[Entries from a collection]

(begin)

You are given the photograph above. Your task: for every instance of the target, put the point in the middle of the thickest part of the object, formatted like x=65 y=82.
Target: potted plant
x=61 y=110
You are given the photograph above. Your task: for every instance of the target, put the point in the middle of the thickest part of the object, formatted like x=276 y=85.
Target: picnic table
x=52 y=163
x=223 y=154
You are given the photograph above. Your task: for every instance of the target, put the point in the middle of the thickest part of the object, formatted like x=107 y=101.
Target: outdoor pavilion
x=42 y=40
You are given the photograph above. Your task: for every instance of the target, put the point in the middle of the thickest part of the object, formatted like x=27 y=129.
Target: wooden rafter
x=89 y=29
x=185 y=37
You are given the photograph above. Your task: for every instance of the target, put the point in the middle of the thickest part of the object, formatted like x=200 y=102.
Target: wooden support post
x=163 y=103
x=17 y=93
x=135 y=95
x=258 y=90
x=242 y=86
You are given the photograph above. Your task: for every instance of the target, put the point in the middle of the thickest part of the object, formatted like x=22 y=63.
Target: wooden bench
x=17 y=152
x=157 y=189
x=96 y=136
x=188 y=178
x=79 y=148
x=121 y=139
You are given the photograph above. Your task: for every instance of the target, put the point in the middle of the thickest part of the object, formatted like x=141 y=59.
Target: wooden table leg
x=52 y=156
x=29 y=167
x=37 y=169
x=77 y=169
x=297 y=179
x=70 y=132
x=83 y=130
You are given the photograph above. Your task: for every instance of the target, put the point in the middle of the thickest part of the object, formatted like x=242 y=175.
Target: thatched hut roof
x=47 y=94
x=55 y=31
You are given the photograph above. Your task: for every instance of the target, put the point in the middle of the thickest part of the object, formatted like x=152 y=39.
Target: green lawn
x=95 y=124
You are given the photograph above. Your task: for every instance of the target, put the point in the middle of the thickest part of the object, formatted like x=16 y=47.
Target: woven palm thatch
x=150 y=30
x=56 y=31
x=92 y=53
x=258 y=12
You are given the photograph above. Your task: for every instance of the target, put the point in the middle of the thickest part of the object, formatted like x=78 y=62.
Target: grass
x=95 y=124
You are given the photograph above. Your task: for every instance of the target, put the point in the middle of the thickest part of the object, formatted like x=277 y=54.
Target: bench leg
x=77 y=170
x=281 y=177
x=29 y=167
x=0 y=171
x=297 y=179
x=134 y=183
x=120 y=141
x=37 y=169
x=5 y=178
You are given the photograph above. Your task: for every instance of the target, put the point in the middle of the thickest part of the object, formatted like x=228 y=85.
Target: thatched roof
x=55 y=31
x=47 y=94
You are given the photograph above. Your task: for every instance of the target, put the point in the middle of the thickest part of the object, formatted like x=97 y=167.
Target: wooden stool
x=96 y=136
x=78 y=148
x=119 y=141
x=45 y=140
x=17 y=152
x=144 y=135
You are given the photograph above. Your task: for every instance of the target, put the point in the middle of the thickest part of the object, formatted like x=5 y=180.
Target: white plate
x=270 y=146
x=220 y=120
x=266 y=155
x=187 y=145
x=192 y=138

(end)
(begin)

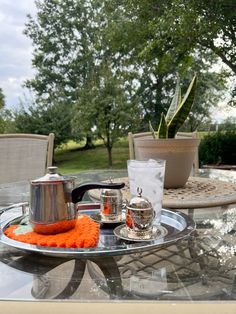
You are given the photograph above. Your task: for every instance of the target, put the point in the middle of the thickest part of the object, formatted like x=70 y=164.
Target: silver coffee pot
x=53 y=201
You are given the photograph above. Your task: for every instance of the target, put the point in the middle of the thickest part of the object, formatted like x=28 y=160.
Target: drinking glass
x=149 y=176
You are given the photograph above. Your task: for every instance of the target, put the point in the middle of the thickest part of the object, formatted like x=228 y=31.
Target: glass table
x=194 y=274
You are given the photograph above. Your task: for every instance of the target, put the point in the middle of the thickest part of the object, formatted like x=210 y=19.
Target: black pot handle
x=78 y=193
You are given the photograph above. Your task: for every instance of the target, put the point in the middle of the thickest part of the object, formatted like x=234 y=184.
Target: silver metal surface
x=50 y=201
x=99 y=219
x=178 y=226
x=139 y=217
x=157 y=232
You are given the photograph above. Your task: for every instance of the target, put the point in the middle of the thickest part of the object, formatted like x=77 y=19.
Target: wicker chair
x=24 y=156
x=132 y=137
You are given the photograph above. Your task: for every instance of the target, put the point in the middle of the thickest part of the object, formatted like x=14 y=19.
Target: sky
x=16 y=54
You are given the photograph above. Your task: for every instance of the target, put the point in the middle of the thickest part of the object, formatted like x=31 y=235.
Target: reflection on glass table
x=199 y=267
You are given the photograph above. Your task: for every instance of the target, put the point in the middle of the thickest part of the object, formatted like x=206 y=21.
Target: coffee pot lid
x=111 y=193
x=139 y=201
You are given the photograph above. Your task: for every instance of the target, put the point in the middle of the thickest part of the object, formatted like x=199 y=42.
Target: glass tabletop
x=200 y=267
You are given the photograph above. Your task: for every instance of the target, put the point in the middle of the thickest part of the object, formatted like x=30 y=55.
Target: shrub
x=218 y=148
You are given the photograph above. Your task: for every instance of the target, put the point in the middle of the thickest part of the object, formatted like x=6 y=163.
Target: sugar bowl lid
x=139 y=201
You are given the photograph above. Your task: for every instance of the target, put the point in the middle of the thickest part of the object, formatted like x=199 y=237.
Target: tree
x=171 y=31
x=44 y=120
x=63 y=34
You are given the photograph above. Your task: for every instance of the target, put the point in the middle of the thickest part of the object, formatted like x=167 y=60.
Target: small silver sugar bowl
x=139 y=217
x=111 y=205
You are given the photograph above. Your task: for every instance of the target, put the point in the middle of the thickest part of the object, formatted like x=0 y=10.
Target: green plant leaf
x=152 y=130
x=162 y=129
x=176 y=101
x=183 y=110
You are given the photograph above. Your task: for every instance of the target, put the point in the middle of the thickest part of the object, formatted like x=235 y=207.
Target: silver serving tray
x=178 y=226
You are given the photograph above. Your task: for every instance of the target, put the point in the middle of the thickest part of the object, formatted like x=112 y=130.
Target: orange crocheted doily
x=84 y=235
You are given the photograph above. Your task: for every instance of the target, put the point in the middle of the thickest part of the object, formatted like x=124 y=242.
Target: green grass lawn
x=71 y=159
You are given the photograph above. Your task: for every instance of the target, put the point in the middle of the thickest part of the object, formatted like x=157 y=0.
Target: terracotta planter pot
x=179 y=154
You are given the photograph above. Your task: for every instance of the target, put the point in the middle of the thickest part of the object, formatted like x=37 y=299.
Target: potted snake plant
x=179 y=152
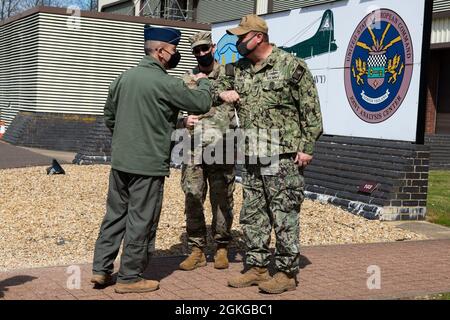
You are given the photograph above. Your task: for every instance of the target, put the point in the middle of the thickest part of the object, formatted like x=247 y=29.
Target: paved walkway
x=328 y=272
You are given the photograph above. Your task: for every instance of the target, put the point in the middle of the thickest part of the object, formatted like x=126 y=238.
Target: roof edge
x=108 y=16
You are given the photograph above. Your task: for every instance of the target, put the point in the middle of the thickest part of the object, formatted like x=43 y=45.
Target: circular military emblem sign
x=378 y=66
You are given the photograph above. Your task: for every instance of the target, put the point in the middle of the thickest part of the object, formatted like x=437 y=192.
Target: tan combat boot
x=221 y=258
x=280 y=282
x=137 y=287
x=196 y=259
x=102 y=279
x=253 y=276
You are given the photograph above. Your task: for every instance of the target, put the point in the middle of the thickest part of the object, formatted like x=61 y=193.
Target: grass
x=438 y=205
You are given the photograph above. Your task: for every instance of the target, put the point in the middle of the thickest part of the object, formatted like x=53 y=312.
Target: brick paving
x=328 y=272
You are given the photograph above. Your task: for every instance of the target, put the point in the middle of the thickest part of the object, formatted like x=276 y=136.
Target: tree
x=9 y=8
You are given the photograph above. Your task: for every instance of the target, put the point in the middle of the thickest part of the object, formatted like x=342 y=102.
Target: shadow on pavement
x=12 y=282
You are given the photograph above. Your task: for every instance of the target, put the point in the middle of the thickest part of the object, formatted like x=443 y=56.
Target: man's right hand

(end)

Please select every line of the records above that contains the word "potted", and copy each one. Case counts.

Target: potted plant
Target: potted snake plant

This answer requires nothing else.